### [Records for this task]
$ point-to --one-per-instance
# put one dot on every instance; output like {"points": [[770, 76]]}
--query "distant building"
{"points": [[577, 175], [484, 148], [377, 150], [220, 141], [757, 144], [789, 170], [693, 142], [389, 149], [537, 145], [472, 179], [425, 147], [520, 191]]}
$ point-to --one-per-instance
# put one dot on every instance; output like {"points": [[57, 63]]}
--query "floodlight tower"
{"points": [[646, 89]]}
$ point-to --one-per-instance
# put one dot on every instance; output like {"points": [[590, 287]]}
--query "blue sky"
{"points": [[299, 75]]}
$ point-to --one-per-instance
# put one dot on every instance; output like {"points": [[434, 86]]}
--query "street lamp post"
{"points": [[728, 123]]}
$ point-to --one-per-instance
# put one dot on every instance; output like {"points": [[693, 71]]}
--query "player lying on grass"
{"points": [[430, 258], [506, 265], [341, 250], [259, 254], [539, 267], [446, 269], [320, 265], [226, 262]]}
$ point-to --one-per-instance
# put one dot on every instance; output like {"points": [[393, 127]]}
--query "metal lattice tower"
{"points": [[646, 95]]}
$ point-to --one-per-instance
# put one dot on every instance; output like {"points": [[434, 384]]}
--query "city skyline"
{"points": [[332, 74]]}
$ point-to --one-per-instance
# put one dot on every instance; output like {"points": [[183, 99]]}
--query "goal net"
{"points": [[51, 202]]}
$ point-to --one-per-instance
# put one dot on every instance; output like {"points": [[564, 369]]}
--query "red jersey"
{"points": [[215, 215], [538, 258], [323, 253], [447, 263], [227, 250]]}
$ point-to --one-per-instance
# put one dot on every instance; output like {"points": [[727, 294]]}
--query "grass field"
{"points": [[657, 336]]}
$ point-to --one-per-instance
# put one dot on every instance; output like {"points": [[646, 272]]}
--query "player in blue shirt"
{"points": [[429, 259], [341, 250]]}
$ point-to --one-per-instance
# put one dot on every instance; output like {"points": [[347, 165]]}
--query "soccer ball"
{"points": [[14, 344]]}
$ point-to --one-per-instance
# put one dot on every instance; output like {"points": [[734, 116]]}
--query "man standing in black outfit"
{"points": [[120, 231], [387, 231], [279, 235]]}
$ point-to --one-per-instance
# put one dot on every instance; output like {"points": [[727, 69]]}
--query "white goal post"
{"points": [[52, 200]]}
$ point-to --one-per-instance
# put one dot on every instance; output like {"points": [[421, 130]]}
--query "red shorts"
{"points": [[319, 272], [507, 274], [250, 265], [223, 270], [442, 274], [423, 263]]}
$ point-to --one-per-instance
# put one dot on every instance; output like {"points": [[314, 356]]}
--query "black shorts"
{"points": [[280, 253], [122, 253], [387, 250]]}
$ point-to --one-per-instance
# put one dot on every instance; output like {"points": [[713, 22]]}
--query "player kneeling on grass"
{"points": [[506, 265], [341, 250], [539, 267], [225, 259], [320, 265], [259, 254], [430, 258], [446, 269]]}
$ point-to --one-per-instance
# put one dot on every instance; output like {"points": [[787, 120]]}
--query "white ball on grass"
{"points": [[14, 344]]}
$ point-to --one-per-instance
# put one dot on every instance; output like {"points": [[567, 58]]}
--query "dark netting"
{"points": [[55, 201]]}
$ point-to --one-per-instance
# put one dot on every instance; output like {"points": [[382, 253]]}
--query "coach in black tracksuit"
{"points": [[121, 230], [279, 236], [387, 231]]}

### [Task]
Output the full listing exactly as it stands.

### [Written response]
$ point-to --one-per-instance
# put one dot on every instance; output like {"points": [[770, 76]]}
--query "distant building"
{"points": [[577, 175], [484, 148], [377, 150], [220, 141], [757, 144], [789, 170], [693, 142], [389, 149], [537, 145], [472, 179], [425, 147], [520, 191]]}
$ point-to --one-per-instance
# put one dot on every instance; output like {"points": [[57, 63]]}
--query "floodlight tower"
{"points": [[646, 89]]}
$ point-to --one-per-instance
# put one dot on every instance; output like {"points": [[590, 287]]}
--query "blue sky"
{"points": [[299, 75]]}
$ point-to --one-per-instance
# put one dot on every instance; output like {"points": [[434, 86]]}
--query "street lamp post"
{"points": [[728, 123]]}
$ point-to --one-per-instance
# put one dot on every instance; output like {"points": [[693, 71]]}
--query "player lying on grass"
{"points": [[430, 258], [506, 265], [341, 250], [259, 254], [539, 267], [446, 269], [320, 265], [226, 262]]}
$ point-to --one-per-instance
# put one dot on every instance; output like {"points": [[393, 127]]}
--query "metal lattice tower"
{"points": [[646, 95]]}
$ point-to --one-per-instance
# put one dot on every instance; output like {"points": [[434, 384]]}
--query "city skyline"
{"points": [[332, 74]]}
$ point-to --one-per-instance
# put one dot on every instance; output like {"points": [[183, 99]]}
--query "goal net"
{"points": [[51, 202]]}
$ point-to --one-per-instance
# put one dot on every instance; output like {"points": [[564, 369]]}
--query "red jersey"
{"points": [[215, 215], [538, 258], [323, 253], [447, 263], [227, 250]]}
$ point-to --one-per-instance
# put one dot on every instance; output like {"points": [[727, 294]]}
--query "grass field"
{"points": [[657, 336]]}
$ point-to --one-per-instance
# put one dot on every instance; output like {"points": [[646, 272]]}
--query "player in blue shirt"
{"points": [[429, 259], [341, 250]]}
$ point-to --one-per-instance
# put one dot on every instance; output like {"points": [[347, 165]]}
--query "soccer ball"
{"points": [[14, 344]]}
$ point-to --one-per-instance
# put one dot on every instance; output like {"points": [[734, 116]]}
--query "man standing in black outfit"
{"points": [[120, 231], [387, 231], [279, 235]]}
$ point-to --one-per-instance
# put one dot on every instance; output like {"points": [[727, 69]]}
--query "white goal post"
{"points": [[52, 200]]}
$ point-to --one-per-instance
# put one dot on every instance; output like {"points": [[421, 130]]}
--query "red shorts"
{"points": [[319, 272], [507, 274], [250, 265], [223, 270], [442, 274], [423, 263]]}
$ point-to --one-per-instance
# put one dot on every instance; output like {"points": [[314, 356]]}
--query "black shorts"
{"points": [[280, 253], [122, 253], [387, 250]]}
$ point-to --one-per-instance
# put one dot on every instance; output like {"points": [[713, 22]]}
--query "player kneeling on grass"
{"points": [[506, 265], [341, 250], [539, 267], [225, 259], [320, 265], [259, 254], [430, 258], [446, 269]]}
$ point-to --one-per-instance
# put one dot on every instance; output like {"points": [[787, 120]]}
--query "white ball on grass"
{"points": [[14, 344]]}
$ point-to --one-per-instance
# put one dot on every instance; output like {"points": [[567, 58]]}
--query "dark netting"
{"points": [[55, 201]]}
$ point-to --one-per-instance
# put one dot on every instance; output like {"points": [[382, 253]]}
--query "coach in black tracksuit"
{"points": [[121, 230], [279, 236], [387, 231]]}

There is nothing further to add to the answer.